_Istruzione:_ Conti le righe riportate di seguito in cui compare la parola "trunk" e ne indichi soltanto il numero.

################

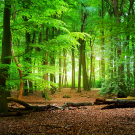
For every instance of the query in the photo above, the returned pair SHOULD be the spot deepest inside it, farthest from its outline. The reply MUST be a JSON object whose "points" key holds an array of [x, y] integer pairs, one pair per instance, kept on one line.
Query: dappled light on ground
{"points": [[90, 120]]}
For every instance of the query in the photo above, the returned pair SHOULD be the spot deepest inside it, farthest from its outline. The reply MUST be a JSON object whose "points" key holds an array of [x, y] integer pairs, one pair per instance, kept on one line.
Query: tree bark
{"points": [[6, 56], [20, 74], [73, 69]]}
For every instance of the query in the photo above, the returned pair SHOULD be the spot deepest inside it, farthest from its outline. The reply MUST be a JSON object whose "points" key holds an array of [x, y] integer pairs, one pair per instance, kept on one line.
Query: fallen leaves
{"points": [[90, 121]]}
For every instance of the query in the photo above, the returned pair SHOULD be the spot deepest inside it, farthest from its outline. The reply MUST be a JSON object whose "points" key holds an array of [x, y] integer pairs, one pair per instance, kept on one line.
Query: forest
{"points": [[47, 46]]}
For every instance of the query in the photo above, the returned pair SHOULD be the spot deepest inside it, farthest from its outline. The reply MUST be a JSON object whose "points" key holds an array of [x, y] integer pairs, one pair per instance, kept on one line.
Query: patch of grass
{"points": [[66, 96]]}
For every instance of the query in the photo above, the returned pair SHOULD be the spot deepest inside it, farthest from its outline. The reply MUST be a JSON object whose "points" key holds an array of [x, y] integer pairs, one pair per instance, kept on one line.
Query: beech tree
{"points": [[5, 57]]}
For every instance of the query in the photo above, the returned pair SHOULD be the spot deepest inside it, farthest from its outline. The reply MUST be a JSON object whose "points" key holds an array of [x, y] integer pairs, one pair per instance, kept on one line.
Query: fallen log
{"points": [[68, 104], [28, 108], [116, 103]]}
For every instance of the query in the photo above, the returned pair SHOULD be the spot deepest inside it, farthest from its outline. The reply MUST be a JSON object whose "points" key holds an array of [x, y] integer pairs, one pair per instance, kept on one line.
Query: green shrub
{"points": [[66, 96]]}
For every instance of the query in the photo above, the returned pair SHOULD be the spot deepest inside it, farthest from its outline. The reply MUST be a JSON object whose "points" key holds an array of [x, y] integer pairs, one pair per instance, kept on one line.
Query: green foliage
{"points": [[66, 96]]}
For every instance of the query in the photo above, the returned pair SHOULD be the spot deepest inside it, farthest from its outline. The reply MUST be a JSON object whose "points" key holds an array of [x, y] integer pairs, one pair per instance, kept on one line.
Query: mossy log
{"points": [[75, 104], [28, 108], [116, 103], [21, 102], [124, 101]]}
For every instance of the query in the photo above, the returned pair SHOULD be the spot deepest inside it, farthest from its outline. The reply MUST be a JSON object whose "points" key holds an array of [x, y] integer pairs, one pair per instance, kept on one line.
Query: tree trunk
{"points": [[6, 57], [59, 72], [102, 47], [121, 83], [73, 69], [20, 74]]}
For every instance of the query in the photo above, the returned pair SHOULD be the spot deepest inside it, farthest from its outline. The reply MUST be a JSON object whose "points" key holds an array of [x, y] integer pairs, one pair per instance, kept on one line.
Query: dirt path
{"points": [[89, 121]]}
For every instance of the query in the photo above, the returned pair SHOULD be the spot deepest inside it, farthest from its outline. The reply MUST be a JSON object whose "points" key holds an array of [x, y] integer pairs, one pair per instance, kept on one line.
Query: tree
{"points": [[6, 56]]}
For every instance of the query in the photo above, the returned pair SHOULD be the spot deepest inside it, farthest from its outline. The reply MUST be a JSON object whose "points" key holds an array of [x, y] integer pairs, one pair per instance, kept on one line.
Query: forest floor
{"points": [[90, 120]]}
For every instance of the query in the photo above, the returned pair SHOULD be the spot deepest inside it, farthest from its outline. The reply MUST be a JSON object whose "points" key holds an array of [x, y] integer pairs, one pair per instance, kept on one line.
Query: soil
{"points": [[88, 120]]}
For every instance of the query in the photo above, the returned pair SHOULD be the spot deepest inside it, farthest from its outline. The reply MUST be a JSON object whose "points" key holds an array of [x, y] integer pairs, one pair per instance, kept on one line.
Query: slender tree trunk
{"points": [[60, 72], [79, 75], [117, 14], [73, 69], [82, 57], [65, 69], [6, 57], [102, 47], [52, 62], [20, 74]]}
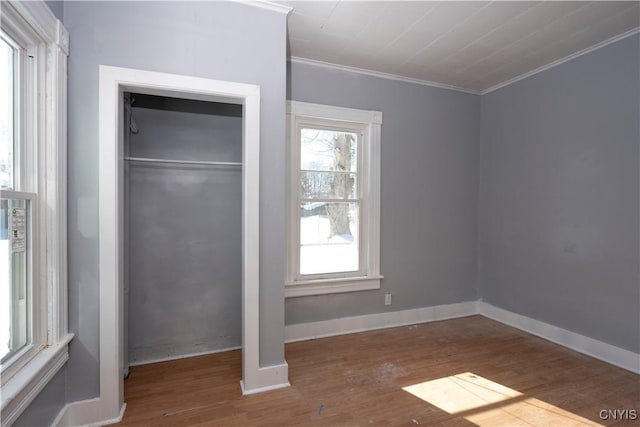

################

_Soluzione del problema:_ 2